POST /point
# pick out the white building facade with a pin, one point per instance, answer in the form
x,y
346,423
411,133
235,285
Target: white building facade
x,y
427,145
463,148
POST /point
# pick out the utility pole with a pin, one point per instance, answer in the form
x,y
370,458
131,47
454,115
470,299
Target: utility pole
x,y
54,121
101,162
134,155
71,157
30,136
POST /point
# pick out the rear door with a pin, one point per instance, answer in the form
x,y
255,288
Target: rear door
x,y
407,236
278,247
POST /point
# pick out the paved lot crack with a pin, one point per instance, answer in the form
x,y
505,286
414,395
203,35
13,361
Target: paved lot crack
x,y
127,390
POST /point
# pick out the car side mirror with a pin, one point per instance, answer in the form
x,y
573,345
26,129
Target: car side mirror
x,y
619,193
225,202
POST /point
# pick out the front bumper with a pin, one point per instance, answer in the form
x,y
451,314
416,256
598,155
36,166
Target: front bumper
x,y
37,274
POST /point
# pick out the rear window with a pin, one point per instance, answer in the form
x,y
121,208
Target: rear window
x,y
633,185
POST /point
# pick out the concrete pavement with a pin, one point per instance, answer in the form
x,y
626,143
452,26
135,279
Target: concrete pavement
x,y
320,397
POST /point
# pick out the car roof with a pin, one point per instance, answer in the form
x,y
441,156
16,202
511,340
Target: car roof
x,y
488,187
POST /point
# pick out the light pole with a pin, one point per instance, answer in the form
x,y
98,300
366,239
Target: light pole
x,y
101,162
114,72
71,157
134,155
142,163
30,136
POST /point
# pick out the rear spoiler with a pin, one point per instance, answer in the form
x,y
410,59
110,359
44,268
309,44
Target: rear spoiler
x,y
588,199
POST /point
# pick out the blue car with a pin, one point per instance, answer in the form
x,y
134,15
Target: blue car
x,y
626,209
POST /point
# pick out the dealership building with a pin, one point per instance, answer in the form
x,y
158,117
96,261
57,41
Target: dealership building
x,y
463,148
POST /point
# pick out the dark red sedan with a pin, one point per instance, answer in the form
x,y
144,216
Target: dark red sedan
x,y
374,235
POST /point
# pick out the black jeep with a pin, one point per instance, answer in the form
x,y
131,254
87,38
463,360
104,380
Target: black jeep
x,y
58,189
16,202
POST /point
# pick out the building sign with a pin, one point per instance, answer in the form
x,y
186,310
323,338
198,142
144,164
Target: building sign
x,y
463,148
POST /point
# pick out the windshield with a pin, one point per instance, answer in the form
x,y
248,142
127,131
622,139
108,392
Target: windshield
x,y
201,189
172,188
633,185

_____

Exactly as given, set down all of the lines above.

▶ **WRITTEN ANSWER**
POST /point
# pick out the white building facade with a pin, one point per instance, answer in the form
x,y
346,423
411,133
235,285
Target: white building facade
x,y
427,145
463,148
POST /point
# pick out the utility pole with a pin, one point per instance, answer in the form
x,y
370,458
131,47
454,115
470,299
Target: utility pole
x,y
54,121
101,162
134,155
71,157
30,136
POST /point
# pick out the rear door with a pin, one point per instance, answer in the form
x,y
255,288
Target: rear door
x,y
407,236
278,247
POST /point
# pick out the paved lot crack with a pin, one point per instance, answer in the form
x,y
505,286
414,395
203,35
13,361
Target: paved lot crack
x,y
127,390
POST /point
# pick out the car side mirror with a pin, one point per instance, answer in the form
x,y
573,345
26,129
Target: car side mirror
x,y
619,193
225,202
POST /point
# pick out the front bumper with a pin, one point per instance, answer in the form
x,y
451,314
416,256
598,155
36,166
Target: front bumper
x,y
37,274
POST /point
# pick out the rear window with a pin, one point per instance, answer in the form
x,y
121,208
Target: rear window
x,y
633,185
POST /point
# pick out the concrete pavement with a pin, one point per instance, answer in the form
x,y
626,143
452,26
135,279
Target: concrete pavement
x,y
320,397
POST /point
# pick out the car roof with a pin, one point per instance, answer in the form
x,y
441,156
16,202
511,340
Target: car roof
x,y
488,187
POST /point
# pick out the light pole with a pin, one point per instance, answer in the form
x,y
98,300
366,239
Target: light pole
x,y
101,162
114,72
71,157
134,155
142,163
30,136
POST /point
# pick out the rear spoiler with a pin, one point per instance, answer in the form
x,y
410,59
110,359
44,268
309,44
Target: rear spoiler
x,y
588,199
POST /point
# pick out the blue car with a pin, one point per instance, answer in the form
x,y
134,15
Target: blue car
x,y
626,209
POST /point
# pick out the dealership building with a pin, one point per instance, answer in the form
x,y
158,117
96,261
57,41
Target: dealership building
x,y
463,148
POST /point
# pick out the dark red sedan with a pin, one point per instance, answer in the form
x,y
144,216
Target: dark red sedan
x,y
374,235
POST /point
# pick out the black jeep with a pin, one point per instance, answer in the form
x,y
131,254
87,38
463,360
104,380
Target: black jeep
x,y
58,189
16,202
POST /point
# pick out the building sign with a pin, one point per instance, answer in the form
x,y
186,310
323,338
198,142
144,164
Target: building sign
x,y
463,148
POST /point
# pick out the windshield with a pin, one point per instance, answer in the form
x,y
248,142
127,131
622,139
108,392
Target: windshield
x,y
201,189
172,188
633,185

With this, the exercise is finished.